* _記述課題 1_
記録の中で「from」という語を含む行の数を答えてください。数のみを記してください。

* _文書の一節_
○ ○ ○ ○ ○ ○ ○
教育年報1981年(S56)-262/308page
2) 研究協力校による実践資料のまとめ(小学校)
・ 実践結果の処理と考察
・ PDSの各過程における問題点とその対策
3) 紀要「教育課程の経営に関する研究一第1年次」発行
2 学習指導の個別化に関する研究
(1)研究の視点
本研究は、昨年度の「個を認める研究」一個を認める
働きかけをすることによって学習意欲の向上をねらった
研究 の継続研究である。
第2年次の本年度は、「図画工作科」と「体育科」の
2教科の授業を通して、前年度の”個を認める”働きか
けを更に一歩深めた”個を生かす”働きかけを追究し、
児童一人一人に真の喜びや楽しさ・充実感のある学習の
成立を図った。それは、「図画工作科」及び「体育科」
それぞれの特質に立脚した、児童の実態把握の工夫であ
り、児童個々の内面にくい入る働きかけの工夫であり、
学習指導過程改善の試みである。
(2)研究の内容
「個を生かす研究」(3年研究の第2年次)
(3)研究の概要
検証授業は、「2-1-2方式の授業研究」によって
行い、研究主題の解決策の効果は、研究前と研究後に実施
したアンケート・作文・作品分析・技能の自己たしかめ
等の結果の比較で判定し、その効果を認めることができ
た。
紀要「個を生かす研究」を刊行した。
○ ○ ○ ○ ○ ○ ○
* _保存済み記録_

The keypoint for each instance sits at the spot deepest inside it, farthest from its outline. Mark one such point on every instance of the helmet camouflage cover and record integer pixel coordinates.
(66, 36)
○ ○ ○ ○ ○ ○ ○
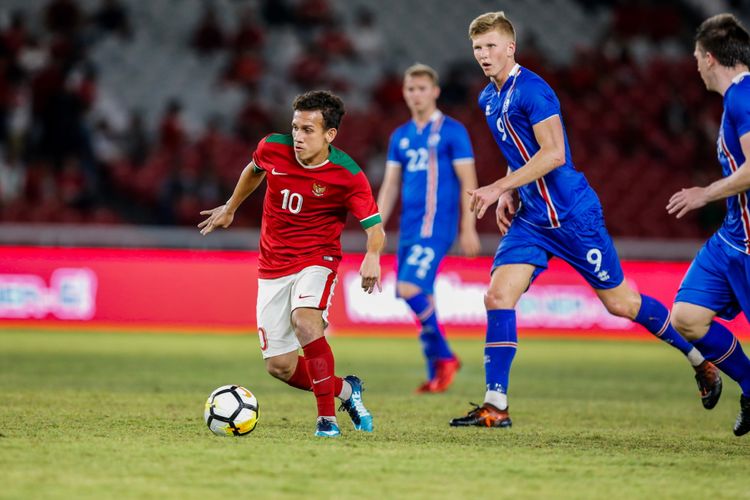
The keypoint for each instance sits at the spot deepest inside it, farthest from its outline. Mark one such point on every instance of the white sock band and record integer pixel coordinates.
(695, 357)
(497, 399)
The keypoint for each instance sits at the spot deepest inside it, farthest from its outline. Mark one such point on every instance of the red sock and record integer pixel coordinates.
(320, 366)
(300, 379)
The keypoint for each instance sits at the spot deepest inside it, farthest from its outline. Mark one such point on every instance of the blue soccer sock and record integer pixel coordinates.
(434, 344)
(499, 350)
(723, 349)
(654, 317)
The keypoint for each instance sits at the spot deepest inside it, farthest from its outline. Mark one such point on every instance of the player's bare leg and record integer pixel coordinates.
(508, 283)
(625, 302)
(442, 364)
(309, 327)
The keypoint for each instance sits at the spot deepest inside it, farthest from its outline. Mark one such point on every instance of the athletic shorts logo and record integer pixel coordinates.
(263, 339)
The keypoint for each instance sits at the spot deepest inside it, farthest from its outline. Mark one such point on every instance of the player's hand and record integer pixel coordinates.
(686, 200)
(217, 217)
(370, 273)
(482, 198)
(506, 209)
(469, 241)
○ ○ ○ ○ ○ ○ ○
* _記述課題 2_
文書の一節において、研究前と研究後に実施し、その結果の比較によって効果を判定したものをすべて挙げてください。

* _課題の解答 1_
7

* _課題の解答 2_
アンケート、作文、作品分析、技能の自己たしかめ